--- Start Reading text ---

You are by far the most intelligent racer that has ever explained the proper way to adjust valves/lifters... I wrote what appears to be a nasty message to those other video's who must have x-ray vision. This does not include you!!! I'm watching you, and I can see your valves moving open and closed very easily, but on the other 50 video's, their intakes are on their engines. Please let me know if what I'm saying makes any sense to you as far as adjusting valves to perfection or not? Yeah, let me add one thing. Since nobody has x-ray vision, I recommend that you have a harmonic balancer tape glued and sprayed with clear paint to your balancer for PERFECT VALVE ADJUSTMENT.... No guessing when you THINK the valve is just 1/4 open or closed. If you bump or turn your motor over with a wrench on the harmonic balancer, then you will know EXACTLY when your valves are open or closed. That is the proper way to adjust valves, whether they are solid or rollers. NO GUESSING GAME LIKE THESE FOOLS ARE TELLING YOU. It's your motor, and if you want to bend pushrods and break valves, then just follow their instructions, and you WILL replace your cam, lifters, pushrods and valves... It's your car and money. I repeat, the ONLY WAY TO KNOW WHEN THE VALVE IS OPEN OR CLOSED is to look at the mark on your balancer when it is on the intake stroke or exhaust stroke. Then your adjustment will ALWAYS be perfect, not HALF-ASSED... If you disagree with me, don't curse me out!!! Ask a professional builder of motors! Don't take my word for it. It is just common sense that nobody can guess the exact time a valve is open or closed by just bumping a motor over without checking the exact time of valve and lifter movement, without looking at the marks on the balancers.
You are the best i have been having lifter problems for a few weeks now couldn't find anyone to adjust the fir me saw your video and did it step-by-step and drove me car today and it did great i was having a light ticking sound thought it was exhaust leak but did your steps and it fixed my problem THANK YOU
I had no idea what I was doing this guy is a great teacher! Thank you for taking the time not to have any distractions while doing this video! I’m going to watch this video over & over to make sure I get it right!
Thank you for not only making a simple straightforward video, but thank you for validating a method ive used for my entire life....and im old as dirt.....I prefer your 2nd method, which I like to call the ''feel for the base circle'' method. My eyes and my fingers are fully capable of telling me when a cam has rotated around and the lifter is on the bottom and off the lobe. Ive had ppl argue with me and they SWEAR by the ''EOIC'' method, and all I can say is, you do it your way, i'll do it mine.....and ive never lost a cam or lifter or valve ever. just take ones time.
The top of the lifter where the pushrod sits is called pushrod seat. Then theirs the plunger below and a spring. I also like doing both valves following the firering order. Good video! 👍
That's great! Thanks for watching. Please come back to our channel for more How To videos and if you haven't already, be sure to Subscribe so that you will see our new videos when they are released. Have a great day!

--- End Reading text ---

** Prompt 1 **
In the comments on valve adjustment, the first commenter warns that following the other videos' instructions means you will have to replace certain parts. List every part named there.
** Prompt 2 **
In the comments on valve adjustment, what did the commenter with lifter problems first think was causing the light ticking sound?

--- Start Material provided ---

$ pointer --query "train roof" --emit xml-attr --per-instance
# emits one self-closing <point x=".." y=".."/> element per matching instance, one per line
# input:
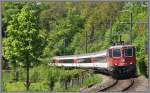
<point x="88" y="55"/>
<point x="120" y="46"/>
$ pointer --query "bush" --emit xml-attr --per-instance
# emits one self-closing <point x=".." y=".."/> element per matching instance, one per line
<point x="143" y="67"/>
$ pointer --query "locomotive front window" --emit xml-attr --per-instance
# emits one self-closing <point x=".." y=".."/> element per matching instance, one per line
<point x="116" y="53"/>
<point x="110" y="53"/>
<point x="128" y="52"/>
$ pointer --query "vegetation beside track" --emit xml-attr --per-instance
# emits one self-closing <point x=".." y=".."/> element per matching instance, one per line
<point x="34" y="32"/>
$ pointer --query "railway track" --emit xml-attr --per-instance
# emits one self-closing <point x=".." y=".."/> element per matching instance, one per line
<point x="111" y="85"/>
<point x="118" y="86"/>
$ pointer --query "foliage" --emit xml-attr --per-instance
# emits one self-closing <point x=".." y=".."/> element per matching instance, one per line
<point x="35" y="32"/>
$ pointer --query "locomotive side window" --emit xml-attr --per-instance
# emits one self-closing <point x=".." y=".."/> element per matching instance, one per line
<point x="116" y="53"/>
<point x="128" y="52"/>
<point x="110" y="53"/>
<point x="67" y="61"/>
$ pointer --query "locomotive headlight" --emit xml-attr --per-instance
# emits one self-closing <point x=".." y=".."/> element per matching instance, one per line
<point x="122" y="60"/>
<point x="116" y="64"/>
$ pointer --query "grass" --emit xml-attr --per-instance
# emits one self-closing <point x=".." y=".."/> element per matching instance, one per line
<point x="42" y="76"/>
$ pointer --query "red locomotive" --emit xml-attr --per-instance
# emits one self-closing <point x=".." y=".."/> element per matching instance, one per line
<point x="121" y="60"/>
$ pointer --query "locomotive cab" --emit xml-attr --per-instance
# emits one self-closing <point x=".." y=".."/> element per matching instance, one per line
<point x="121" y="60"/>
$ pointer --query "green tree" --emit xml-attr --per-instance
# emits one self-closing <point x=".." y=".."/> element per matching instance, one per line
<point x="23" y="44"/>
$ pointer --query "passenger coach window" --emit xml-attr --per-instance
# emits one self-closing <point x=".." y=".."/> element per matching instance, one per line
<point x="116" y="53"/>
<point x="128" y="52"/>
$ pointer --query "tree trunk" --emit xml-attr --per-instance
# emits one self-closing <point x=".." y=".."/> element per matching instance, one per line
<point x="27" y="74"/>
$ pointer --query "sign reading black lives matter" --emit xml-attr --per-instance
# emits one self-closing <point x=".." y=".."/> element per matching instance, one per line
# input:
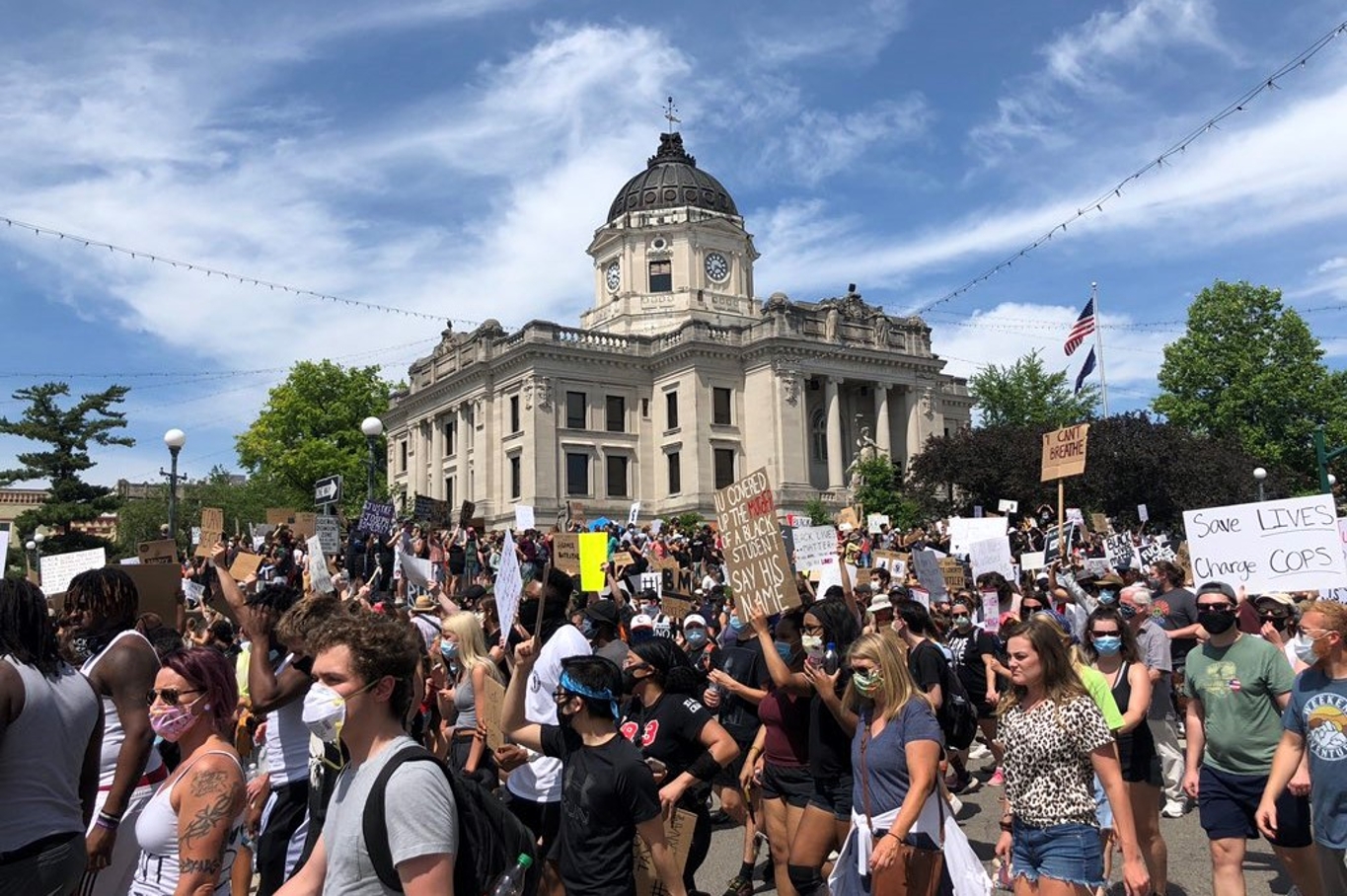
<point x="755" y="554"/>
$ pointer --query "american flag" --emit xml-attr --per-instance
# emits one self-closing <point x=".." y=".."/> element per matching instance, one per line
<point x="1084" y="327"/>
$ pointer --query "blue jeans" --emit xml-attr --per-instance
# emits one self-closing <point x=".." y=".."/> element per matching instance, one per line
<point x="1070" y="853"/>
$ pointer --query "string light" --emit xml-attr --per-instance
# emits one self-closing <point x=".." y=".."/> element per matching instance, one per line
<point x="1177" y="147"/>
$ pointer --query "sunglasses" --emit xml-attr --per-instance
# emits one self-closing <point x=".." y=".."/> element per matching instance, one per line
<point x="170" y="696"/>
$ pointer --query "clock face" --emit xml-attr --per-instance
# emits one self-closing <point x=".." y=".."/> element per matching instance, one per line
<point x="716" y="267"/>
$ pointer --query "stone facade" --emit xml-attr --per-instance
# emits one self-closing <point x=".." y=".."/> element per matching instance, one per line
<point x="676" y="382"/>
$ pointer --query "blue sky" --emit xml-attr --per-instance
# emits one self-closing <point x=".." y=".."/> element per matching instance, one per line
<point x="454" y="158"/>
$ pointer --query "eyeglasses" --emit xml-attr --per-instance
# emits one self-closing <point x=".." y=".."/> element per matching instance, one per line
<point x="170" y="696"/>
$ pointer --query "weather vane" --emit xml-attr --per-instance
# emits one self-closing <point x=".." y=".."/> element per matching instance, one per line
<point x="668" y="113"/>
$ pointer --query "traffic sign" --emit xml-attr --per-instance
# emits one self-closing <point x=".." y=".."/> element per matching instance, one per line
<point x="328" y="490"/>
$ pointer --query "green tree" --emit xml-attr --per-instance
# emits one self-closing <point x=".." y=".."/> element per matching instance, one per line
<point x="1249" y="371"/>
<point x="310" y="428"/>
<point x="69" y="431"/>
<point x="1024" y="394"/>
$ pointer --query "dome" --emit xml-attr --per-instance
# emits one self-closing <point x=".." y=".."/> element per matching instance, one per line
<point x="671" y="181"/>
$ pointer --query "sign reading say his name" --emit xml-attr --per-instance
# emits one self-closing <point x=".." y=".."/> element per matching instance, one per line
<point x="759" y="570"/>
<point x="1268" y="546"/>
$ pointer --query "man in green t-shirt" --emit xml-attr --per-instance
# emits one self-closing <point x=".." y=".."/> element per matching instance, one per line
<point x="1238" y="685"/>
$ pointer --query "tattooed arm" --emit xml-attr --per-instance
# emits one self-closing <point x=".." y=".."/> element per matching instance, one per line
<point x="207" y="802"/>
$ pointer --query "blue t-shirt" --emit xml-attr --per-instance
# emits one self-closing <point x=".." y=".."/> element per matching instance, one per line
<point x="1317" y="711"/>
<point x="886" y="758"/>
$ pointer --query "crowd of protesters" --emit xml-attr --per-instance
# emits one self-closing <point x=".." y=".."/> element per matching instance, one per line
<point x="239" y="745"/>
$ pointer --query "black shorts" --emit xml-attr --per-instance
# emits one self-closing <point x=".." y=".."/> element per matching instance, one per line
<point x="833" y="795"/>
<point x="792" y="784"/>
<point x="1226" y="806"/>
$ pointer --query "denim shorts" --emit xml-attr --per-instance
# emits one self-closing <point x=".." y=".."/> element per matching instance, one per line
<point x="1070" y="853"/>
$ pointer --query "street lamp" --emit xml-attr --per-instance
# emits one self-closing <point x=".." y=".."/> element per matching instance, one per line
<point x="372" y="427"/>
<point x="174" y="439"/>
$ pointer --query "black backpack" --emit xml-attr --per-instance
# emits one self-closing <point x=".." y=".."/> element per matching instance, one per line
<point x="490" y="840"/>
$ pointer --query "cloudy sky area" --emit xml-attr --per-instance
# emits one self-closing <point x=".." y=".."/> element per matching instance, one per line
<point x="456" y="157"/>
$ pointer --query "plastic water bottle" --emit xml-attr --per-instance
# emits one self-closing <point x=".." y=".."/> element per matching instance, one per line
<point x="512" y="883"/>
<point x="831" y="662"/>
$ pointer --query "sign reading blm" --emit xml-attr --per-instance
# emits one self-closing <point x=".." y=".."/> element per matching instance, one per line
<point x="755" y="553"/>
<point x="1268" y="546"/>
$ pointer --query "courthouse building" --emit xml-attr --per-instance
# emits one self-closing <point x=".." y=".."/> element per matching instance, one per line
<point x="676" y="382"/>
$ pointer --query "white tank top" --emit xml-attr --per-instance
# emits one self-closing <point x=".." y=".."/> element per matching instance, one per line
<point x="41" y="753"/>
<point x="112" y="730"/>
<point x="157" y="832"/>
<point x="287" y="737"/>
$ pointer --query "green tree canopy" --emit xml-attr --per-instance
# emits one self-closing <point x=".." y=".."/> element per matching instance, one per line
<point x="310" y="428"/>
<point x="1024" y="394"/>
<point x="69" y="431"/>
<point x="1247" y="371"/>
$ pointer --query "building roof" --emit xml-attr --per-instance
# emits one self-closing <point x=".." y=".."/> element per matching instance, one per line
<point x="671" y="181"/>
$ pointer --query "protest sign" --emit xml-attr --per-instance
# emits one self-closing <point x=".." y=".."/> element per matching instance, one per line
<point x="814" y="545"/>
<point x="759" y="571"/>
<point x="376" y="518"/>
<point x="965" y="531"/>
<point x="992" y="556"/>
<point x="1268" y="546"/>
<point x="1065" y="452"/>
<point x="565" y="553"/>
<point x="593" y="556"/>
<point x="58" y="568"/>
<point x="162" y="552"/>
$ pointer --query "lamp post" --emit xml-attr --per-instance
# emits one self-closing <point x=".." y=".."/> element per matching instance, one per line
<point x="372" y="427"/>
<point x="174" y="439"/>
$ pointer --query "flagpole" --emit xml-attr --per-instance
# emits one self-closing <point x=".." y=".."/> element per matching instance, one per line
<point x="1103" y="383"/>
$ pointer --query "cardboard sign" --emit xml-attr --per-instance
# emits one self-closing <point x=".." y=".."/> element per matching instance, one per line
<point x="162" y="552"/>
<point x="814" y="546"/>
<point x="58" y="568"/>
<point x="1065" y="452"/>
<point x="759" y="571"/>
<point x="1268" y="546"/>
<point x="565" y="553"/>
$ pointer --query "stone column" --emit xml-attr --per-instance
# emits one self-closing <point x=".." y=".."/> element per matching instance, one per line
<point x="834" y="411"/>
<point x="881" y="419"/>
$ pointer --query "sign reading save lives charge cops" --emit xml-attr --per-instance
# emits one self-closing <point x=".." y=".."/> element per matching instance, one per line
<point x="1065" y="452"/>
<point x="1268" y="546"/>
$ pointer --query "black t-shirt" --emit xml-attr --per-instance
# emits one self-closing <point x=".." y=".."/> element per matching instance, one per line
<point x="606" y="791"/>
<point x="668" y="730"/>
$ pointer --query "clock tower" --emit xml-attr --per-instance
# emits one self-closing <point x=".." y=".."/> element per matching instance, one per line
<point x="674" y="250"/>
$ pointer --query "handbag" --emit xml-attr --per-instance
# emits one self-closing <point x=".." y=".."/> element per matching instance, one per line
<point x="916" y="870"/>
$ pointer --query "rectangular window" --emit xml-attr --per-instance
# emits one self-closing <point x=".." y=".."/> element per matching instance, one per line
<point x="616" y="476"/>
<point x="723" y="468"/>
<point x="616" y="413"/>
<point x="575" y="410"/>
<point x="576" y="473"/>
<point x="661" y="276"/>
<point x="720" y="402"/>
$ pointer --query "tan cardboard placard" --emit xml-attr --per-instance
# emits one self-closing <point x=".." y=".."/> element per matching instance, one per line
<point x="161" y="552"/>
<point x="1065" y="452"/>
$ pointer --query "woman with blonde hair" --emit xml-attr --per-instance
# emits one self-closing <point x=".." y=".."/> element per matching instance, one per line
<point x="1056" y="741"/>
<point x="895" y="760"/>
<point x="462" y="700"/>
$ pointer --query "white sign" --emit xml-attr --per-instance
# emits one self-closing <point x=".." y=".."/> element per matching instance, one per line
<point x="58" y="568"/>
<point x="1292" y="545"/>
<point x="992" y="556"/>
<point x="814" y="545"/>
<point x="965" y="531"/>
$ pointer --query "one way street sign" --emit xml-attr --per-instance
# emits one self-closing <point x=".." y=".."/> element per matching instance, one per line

--- End Material provided ---

** Complete answer 1 **
cam, lifters, pushrods, valves

** Complete answer 2 **
An exhaust leak.